EXERCISE GOAL: Only the pictures should be left out; repeat the rest of the data exactly.

Segment Start: ENTRIES SUPPLIED

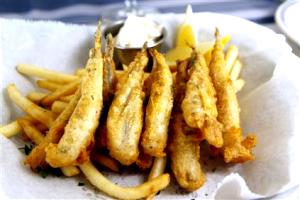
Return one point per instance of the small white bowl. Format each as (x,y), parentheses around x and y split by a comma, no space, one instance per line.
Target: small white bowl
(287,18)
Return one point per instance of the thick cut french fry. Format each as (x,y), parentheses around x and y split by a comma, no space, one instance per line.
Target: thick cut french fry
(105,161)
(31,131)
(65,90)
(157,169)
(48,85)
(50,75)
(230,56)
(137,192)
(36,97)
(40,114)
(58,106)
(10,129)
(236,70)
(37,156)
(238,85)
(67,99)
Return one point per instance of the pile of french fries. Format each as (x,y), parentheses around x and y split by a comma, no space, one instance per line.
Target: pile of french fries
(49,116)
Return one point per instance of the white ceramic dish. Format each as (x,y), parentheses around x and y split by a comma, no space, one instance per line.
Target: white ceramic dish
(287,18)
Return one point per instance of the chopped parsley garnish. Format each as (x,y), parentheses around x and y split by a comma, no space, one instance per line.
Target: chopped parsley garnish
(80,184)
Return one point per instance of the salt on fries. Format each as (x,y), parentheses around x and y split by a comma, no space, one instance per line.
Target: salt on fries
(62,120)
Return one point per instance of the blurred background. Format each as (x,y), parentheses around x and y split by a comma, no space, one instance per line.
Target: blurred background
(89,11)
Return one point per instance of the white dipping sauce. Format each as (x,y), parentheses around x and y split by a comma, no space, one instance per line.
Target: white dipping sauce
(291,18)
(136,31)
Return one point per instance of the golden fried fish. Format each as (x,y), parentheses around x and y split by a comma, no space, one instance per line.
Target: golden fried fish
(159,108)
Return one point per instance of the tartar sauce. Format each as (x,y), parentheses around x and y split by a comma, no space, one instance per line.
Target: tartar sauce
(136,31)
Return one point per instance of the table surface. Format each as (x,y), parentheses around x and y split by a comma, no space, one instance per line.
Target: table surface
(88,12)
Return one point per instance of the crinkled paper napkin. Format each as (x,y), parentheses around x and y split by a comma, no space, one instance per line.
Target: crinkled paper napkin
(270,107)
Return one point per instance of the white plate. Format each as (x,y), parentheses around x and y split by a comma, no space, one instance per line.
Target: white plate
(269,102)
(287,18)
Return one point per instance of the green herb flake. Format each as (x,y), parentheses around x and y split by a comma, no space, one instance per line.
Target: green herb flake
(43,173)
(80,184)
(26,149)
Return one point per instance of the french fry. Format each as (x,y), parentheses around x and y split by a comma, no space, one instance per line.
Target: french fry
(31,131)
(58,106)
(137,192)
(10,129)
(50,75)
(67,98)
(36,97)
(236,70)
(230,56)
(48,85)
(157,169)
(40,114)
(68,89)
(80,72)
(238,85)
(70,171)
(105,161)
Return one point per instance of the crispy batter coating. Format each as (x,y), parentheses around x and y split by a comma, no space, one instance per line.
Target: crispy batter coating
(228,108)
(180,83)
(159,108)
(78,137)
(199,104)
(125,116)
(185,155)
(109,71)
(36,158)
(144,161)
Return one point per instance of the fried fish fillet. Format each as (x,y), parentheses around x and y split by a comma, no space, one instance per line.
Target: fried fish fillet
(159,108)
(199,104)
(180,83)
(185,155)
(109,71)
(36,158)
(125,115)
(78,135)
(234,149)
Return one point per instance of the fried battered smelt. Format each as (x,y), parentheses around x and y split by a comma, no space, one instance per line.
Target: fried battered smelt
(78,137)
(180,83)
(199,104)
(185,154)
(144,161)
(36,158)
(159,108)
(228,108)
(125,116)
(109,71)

Segment End: ENTRIES SUPPLIED

WRITTEN ANSWER:
Return one point per instance of the small white bowl. Format each as (x,y), parentheses around x and y split by a comma, no space, one instance per line.
Target: small white bowl
(287,18)
Return one point per instance of the thick cut french fry. Format each as (x,y), parentheses around x and y split by a comma, no space, one instance per line.
Target: thick cut french fry
(105,161)
(31,131)
(65,90)
(157,169)
(48,85)
(50,75)
(230,56)
(137,192)
(36,97)
(40,114)
(58,106)
(10,129)
(236,70)
(37,156)
(238,85)
(67,99)
Return one point per instance of the pile of french fries. Format each as (x,y), parentheses around x and y split by a comma, no space, one instance per line.
Target: pile of french fries
(49,116)
Return one point per instance of the white ceramic dish. Format each as (x,y), parentheses around x and y split by a comma, no space, one instance per line.
Target: white ceramic dish
(287,18)
Return one point per instance of the chopped parsley garnish. Format each as (x,y), parentheses around x and y split by a comma, no space, one instance per line.
Target: chopped parsley garnish
(80,184)
Return one point per instance of the salt on fries. Format each as (x,y), parentheses around x and y split by a comma, no space, one instance per line.
Target: salt on fries
(62,120)
Return one point per instance of the blurred background. Format each as (x,y), parentheses around x and y split by a comma, no space, one instance per line.
Target: blurred background
(89,11)
Return one point per instance of the white dipping sauce. Format each as (x,y), parentheses around x and y split by a comma, no space, one instance per line.
Target: white dipping sauce
(291,18)
(136,31)
Return one point per instance of the golden fried fish. Format each as (x,y), parentheses around x and y split by a comma, no space, one instance per line.
Target: golden fried fish
(159,108)
Return one point per instance of the tartar sauce. Format each as (x,y), parentheses around x and y split by a comma, no space, one instance per line.
Target: tartar sauce
(136,31)
Return one point per instance of the table surface. Format each as (x,y), parentheses around x and y split by a comma, no space, one instance per line.
Target: table surface
(88,12)
Return one point per instance of the crinkled paper napkin. Format each as (x,y), parentheses around x and y split by a comma, no space, one instance per line.
Target: crinkled paper napkin
(270,107)
Return one point per instance of the white plate. Format each as (x,y), parentheses around x and y split by a comma, no space, one instance per line.
Target: white plate
(269,102)
(287,18)
Return one point per instance of the green herb flake. Format each as (x,y), parentheses around x and y split by a comma, no space, one instance per line.
Target: green herb flake
(43,173)
(80,184)
(26,149)
Return one point per instance of the french fry. Format each as (x,y), parentheses around x and y split by a comma, no space, one instance per line.
Target: french fry
(31,131)
(58,106)
(137,192)
(10,129)
(50,75)
(67,98)
(36,97)
(236,70)
(230,56)
(48,85)
(157,169)
(40,114)
(68,89)
(80,72)
(238,85)
(70,171)
(105,161)
Return one point per instance of the crispy batter coating. Format each as (x,y), parentheses around x and y split by a comma, no space, one instance per line.
Target: crispy batter coating
(228,108)
(180,83)
(159,108)
(78,137)
(199,104)
(125,116)
(185,155)
(109,71)
(36,158)
(144,161)
Return one point per instance of the fried fish fillet. Format each as (x,y), parentheses around x and y split by a comma, no space, one instance per line.
Target: fried fish fillet
(159,108)
(199,104)
(180,83)
(185,155)
(109,71)
(36,158)
(125,115)
(78,135)
(234,149)
Return one point per instance of the fried battered smelt. Format each as (x,y), parentheses around x and y split by a comma, no space, one instance per line.
Target: fried battered smelt
(78,137)
(180,83)
(199,104)
(185,154)
(144,161)
(36,158)
(159,108)
(228,108)
(125,116)
(109,71)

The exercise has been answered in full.